> _EXERCISE 1_
Using the text on Konta at Wimbledon, decide whether each statement agrees with it, and answer yes or no while quoting the words that decide it: (a) Konta was born in Sydney. (b) Judy Murray is Britain's current Fed Cup captain. (c) Judy Murray calls Konta's work ethic and focus incredible.
> _EXERCISE 2_
Extend the text on Konta at Wimbledon beyond its final sentence.

> _TEXT_
=== Section Start ===

The fact that it took the world No. 7 into the Wimbledon third round for the first time was a breakthrough, for sure, but more important was the step forward she seemed to make in her relationship with the British public.
Konta, born in Sydney to Hungarian parents, has sometimes been a hard sell for fans. But an updated version emerged on Wednesday who had the potential to inspire a generation; she was like an assured director of a great sporting drama, feeding off and engaging with the passionate crowd as she plotted a nail-biting storyline.
"Jo is such a great role model for a professional athlete," said Judy Murray, Britain's former Fed Cup captain who helped son Andy make the transition from potential great to the real thing.
"She's methodical, clinical with what she does, and her work ethic and focus is incredible. The Vekic match, when she was back-to-the-wall a couple of times and got herself out of sticky situations, you saw the determination, but also the calmness that hasn't always been there.

=== Section End ===

Natural-language object grounding data
=== Section Start ===

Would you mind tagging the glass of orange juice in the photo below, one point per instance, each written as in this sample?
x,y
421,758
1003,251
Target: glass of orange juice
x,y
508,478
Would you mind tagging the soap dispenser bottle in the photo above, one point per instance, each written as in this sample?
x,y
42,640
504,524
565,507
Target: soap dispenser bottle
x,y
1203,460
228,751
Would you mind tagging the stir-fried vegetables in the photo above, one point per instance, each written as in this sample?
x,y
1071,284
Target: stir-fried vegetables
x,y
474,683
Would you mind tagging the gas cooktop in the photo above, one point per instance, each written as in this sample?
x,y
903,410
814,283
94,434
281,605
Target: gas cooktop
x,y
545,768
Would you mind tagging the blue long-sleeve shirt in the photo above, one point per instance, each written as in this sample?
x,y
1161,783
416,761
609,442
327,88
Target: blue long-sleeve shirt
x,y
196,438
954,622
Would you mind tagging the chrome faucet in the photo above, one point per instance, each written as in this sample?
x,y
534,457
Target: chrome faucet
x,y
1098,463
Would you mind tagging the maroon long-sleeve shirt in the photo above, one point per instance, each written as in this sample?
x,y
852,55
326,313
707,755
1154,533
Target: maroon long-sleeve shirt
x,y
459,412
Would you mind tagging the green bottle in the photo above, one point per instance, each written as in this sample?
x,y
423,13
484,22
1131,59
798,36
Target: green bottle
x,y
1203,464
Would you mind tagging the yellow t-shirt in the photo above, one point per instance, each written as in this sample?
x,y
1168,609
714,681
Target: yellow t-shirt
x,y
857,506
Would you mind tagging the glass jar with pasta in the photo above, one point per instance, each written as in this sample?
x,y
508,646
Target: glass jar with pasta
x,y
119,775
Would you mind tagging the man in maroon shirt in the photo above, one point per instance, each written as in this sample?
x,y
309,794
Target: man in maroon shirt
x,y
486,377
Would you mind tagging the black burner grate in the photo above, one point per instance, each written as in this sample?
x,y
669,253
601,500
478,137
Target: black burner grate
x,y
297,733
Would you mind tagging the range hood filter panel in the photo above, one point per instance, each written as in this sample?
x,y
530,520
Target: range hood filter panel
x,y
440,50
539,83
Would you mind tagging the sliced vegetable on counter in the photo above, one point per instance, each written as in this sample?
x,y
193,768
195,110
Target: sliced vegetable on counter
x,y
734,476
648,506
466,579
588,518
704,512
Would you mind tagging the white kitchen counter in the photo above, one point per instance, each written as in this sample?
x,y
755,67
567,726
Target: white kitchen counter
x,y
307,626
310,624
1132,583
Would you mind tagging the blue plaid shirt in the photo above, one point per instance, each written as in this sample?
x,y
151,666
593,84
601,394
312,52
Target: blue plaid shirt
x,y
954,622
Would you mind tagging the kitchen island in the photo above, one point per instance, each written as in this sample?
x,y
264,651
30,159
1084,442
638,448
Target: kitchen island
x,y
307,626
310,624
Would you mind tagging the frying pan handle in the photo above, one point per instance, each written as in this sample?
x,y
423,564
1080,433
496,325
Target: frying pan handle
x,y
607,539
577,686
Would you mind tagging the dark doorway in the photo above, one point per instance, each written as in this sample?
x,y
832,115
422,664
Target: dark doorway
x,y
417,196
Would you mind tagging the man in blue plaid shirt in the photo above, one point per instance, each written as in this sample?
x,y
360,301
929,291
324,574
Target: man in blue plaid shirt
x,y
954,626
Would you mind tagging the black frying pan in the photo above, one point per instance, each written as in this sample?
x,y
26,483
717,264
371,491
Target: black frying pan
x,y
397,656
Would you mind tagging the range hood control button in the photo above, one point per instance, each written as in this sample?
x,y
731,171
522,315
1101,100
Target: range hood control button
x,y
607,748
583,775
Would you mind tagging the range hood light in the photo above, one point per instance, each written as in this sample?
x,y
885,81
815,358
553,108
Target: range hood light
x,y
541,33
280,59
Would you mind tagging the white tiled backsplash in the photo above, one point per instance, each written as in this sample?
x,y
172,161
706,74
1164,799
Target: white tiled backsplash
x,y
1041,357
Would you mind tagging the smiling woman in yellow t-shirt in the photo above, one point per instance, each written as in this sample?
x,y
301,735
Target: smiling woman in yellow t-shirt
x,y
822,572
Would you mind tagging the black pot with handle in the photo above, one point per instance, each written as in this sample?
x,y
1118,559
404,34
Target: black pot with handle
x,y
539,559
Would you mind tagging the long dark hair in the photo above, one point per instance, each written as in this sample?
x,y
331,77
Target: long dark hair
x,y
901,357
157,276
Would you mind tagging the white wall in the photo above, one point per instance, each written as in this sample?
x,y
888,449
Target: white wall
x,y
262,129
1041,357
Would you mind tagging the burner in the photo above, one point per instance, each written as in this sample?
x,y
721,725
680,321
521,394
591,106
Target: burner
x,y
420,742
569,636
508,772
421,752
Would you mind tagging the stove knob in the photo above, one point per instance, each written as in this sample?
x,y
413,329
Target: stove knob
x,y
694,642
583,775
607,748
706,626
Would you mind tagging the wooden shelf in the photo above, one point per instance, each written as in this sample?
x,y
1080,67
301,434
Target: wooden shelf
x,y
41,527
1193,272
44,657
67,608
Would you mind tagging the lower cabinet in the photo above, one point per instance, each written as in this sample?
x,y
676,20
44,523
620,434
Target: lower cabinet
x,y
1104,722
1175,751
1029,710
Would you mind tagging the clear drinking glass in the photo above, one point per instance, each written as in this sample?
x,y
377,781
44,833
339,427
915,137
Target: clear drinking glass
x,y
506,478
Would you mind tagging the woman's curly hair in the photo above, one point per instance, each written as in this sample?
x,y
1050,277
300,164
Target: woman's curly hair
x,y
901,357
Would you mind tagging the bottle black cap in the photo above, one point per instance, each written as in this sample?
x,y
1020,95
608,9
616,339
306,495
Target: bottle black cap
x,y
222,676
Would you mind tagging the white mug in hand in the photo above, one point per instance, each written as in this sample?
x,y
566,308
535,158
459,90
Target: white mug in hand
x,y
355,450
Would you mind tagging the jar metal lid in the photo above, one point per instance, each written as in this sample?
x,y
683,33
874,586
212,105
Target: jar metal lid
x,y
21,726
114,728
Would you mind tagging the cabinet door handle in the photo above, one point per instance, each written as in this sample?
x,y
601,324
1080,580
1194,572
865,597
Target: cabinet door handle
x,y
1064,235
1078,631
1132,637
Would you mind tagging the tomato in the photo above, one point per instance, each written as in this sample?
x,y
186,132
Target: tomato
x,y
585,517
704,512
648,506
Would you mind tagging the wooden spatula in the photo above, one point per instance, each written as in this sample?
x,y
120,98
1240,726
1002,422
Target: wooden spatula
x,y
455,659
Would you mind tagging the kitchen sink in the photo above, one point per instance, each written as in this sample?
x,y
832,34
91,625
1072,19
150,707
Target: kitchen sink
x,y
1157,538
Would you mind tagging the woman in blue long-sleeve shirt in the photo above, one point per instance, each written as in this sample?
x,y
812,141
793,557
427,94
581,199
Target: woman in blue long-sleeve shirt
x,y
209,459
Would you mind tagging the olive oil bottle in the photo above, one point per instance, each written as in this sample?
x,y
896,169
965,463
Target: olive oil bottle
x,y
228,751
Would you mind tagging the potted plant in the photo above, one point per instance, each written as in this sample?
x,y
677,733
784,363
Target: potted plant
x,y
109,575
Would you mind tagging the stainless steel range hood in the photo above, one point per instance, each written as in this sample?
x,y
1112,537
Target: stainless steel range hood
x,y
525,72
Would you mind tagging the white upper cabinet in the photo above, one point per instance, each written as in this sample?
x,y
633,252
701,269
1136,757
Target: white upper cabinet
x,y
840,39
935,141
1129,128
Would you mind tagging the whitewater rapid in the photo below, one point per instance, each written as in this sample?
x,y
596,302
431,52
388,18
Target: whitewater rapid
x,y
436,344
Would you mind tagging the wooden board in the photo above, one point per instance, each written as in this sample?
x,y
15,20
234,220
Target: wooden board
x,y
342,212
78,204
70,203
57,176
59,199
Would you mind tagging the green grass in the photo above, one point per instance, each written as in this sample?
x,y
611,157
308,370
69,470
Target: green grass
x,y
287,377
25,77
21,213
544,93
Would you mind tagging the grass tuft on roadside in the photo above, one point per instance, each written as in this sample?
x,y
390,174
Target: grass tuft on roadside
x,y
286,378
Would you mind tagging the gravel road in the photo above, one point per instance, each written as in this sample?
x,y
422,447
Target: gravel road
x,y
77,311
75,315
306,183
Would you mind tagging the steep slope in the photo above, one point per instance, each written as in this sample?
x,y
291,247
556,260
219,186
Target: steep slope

=== Section End ===

> _FINAL ANSWER 1_
(a) Yes: "Konta, born in Sydney to Hungarian parents"
(b) No: "Britain's former Fed Cup captain"
(c) Yes: "her work ethic and focus is incredible"

> _FINAL ANSWER 2_
"The public will start to engage more, the more they see of her. It's a relatively short space of time that she has been at the top, and you have to learn to live there."
Konta broke into the top 10 only this past October, and her best Grand Slam performances have come in Australia and America, with hard courts generally regarded as her best surface. But making progress at Wimbledon this year, and talking about her enjoyment of a home slam, baking and ice baths, should endear her to supporters.
Something has changed, and if she goes further and takes advantage of an open, Serena Williams-less field, the impact she could make in the UK could be huge.
Figures for girls taking up tennis in the UK, as well as women coaches and executives, have been concerning enough for the governing body here, the Lawn Tennis Association, to talk about launching a new development strategy for the female side of the game this year.
Regular change at the top of the organisation in recent years hasn't helped, but something needs to be done: it's been 40 years since Virginia Wade won Wimbledon, and that was Britain's last Grand Slam win on the women's side.
"I don't think players have always been handled as well as they could have been in getting them the right environment and support," said former British No. 1 Sam Smith.
"Everyone talks about the LTA having all that money but most of it went to the men in the 1980s and '90s. A lot of other tour players thought we were so well looked after, and we weren't."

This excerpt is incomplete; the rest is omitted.